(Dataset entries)
*****
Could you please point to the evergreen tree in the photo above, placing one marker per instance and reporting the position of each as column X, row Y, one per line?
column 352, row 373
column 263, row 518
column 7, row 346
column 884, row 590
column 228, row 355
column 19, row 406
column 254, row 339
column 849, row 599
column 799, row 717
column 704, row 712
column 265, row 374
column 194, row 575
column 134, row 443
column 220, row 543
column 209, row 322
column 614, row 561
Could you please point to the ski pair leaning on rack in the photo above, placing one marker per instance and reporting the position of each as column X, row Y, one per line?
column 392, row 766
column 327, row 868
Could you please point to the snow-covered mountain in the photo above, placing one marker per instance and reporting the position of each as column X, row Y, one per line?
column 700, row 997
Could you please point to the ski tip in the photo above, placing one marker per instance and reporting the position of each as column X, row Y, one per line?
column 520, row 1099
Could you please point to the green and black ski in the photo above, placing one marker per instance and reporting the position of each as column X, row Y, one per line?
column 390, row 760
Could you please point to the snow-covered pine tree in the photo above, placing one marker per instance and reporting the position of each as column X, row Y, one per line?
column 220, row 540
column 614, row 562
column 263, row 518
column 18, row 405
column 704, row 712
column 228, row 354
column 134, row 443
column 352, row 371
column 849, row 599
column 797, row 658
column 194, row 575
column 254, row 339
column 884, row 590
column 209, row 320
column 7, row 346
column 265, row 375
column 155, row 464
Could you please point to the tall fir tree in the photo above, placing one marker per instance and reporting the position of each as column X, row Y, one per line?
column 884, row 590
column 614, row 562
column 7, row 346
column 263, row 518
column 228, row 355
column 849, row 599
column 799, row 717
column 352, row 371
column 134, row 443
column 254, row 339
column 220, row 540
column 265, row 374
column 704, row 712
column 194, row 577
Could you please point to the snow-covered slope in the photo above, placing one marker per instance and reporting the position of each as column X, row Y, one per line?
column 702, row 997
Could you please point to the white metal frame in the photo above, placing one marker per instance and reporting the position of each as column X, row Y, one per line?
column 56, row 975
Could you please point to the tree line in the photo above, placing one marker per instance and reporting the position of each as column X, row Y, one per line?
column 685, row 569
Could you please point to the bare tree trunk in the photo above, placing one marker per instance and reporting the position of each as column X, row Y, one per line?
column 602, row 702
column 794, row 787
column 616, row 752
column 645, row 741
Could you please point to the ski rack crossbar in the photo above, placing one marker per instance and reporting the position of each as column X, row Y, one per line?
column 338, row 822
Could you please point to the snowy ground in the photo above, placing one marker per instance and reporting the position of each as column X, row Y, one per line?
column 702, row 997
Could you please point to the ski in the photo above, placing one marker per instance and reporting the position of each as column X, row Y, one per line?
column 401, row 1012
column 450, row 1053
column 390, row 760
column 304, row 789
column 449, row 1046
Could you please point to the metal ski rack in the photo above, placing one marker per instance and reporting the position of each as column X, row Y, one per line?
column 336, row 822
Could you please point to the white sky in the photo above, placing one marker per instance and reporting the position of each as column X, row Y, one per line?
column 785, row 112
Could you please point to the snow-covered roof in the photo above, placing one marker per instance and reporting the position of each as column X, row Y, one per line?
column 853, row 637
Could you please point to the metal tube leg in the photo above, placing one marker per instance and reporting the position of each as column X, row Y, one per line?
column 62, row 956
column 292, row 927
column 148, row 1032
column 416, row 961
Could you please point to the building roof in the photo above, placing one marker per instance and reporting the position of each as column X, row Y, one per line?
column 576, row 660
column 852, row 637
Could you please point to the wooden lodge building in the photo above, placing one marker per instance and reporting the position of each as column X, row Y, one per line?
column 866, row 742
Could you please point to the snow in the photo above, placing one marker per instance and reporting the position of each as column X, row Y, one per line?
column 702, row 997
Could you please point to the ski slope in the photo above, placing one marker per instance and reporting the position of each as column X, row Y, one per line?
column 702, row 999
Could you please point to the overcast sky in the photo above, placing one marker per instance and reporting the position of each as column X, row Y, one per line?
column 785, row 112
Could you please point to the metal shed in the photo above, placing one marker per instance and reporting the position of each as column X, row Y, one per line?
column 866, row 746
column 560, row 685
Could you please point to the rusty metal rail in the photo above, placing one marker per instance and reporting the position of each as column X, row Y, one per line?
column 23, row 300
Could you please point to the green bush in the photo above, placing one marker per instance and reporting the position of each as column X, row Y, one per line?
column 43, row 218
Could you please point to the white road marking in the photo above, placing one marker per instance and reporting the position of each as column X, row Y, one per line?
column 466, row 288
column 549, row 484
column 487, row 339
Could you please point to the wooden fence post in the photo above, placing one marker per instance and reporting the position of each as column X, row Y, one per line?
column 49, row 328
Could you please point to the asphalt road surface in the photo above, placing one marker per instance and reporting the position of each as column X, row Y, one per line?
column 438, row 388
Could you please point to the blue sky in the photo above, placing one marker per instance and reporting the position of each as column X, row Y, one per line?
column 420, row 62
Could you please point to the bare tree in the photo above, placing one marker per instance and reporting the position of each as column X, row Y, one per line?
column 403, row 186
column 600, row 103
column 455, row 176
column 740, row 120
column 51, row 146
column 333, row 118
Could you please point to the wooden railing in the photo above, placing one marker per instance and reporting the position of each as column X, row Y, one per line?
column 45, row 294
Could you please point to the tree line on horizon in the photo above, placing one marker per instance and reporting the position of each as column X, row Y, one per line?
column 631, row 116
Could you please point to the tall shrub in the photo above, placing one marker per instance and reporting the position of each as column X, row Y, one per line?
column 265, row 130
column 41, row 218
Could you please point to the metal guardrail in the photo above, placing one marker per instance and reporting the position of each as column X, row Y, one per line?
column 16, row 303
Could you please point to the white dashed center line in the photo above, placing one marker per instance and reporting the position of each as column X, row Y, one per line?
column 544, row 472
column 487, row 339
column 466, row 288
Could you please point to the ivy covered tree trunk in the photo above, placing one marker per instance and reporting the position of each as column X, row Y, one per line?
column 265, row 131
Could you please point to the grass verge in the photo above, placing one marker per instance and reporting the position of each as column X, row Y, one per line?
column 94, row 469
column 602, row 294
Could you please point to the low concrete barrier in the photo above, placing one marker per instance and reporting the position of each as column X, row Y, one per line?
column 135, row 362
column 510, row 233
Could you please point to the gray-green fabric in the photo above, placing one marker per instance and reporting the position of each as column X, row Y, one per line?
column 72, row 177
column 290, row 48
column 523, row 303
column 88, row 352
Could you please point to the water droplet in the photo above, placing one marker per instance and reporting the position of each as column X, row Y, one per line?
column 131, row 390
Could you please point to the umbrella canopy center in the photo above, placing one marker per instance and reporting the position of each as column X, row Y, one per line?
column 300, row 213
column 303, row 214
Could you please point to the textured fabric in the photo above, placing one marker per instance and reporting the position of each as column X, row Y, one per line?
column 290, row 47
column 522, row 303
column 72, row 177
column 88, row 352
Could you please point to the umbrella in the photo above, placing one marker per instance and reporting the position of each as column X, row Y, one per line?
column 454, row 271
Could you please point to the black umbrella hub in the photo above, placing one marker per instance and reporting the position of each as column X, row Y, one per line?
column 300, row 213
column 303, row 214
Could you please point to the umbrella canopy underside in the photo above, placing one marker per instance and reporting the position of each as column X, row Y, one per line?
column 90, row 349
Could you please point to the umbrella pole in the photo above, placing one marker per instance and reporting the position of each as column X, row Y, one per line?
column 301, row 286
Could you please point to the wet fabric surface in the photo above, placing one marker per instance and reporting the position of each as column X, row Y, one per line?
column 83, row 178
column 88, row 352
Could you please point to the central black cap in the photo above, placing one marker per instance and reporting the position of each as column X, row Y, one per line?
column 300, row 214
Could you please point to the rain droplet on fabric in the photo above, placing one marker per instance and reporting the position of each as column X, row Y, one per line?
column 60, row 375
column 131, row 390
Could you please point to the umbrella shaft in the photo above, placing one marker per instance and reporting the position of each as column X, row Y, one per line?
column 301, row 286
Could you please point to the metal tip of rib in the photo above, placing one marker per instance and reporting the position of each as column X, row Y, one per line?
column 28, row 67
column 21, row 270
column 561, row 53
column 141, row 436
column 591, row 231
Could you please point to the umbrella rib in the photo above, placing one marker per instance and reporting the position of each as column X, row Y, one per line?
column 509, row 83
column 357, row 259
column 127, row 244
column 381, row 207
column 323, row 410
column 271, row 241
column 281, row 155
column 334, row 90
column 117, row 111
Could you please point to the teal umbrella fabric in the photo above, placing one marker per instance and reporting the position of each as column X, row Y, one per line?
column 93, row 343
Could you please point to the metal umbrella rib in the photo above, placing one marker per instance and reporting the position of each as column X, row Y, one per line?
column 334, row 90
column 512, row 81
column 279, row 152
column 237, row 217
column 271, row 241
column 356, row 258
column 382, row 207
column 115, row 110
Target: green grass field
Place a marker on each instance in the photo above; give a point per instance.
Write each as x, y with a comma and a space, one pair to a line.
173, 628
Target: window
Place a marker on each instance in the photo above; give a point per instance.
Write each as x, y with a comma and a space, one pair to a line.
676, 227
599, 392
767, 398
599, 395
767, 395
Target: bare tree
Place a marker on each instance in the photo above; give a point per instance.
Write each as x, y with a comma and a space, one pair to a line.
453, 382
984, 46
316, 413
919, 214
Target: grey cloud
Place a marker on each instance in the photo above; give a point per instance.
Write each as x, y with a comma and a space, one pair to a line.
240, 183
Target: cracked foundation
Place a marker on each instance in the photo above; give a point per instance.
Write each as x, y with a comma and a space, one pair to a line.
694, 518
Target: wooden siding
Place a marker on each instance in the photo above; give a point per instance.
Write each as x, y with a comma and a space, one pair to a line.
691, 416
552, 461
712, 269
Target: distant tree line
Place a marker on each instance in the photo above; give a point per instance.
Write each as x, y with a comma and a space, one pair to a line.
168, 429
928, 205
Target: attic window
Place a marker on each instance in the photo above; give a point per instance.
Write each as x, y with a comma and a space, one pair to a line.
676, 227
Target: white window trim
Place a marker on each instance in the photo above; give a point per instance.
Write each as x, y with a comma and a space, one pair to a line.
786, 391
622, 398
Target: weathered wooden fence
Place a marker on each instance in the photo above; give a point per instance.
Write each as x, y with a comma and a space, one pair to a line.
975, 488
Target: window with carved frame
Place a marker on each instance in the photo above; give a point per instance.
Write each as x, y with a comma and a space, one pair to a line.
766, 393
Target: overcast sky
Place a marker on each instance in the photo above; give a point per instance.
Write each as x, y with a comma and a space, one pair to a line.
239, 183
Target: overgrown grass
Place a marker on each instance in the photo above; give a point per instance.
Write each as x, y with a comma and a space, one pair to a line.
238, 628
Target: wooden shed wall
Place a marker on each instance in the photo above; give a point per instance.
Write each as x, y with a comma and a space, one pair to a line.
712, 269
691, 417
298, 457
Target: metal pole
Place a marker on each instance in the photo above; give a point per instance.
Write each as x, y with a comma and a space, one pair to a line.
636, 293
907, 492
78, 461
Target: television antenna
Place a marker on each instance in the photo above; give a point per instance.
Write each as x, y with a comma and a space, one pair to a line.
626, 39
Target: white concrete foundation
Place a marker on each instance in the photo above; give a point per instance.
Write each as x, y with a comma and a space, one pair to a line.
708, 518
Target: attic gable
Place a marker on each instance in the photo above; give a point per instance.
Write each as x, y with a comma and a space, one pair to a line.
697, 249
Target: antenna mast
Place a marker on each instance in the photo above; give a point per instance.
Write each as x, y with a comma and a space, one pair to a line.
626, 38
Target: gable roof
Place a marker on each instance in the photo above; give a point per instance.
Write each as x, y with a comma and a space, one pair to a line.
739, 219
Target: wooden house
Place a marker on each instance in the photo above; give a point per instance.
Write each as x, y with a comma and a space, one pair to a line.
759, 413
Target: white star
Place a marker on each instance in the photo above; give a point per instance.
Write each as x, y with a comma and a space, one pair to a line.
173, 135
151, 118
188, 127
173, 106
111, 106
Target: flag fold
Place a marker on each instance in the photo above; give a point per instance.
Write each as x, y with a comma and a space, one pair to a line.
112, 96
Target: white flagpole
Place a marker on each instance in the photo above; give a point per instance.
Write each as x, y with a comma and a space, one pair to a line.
*****
_PROBLEM_: Using the records above, copy all lines that include the word "attic".

_SOLUTION FOR THIS TASK_:
Target: attic window
Target: attic gable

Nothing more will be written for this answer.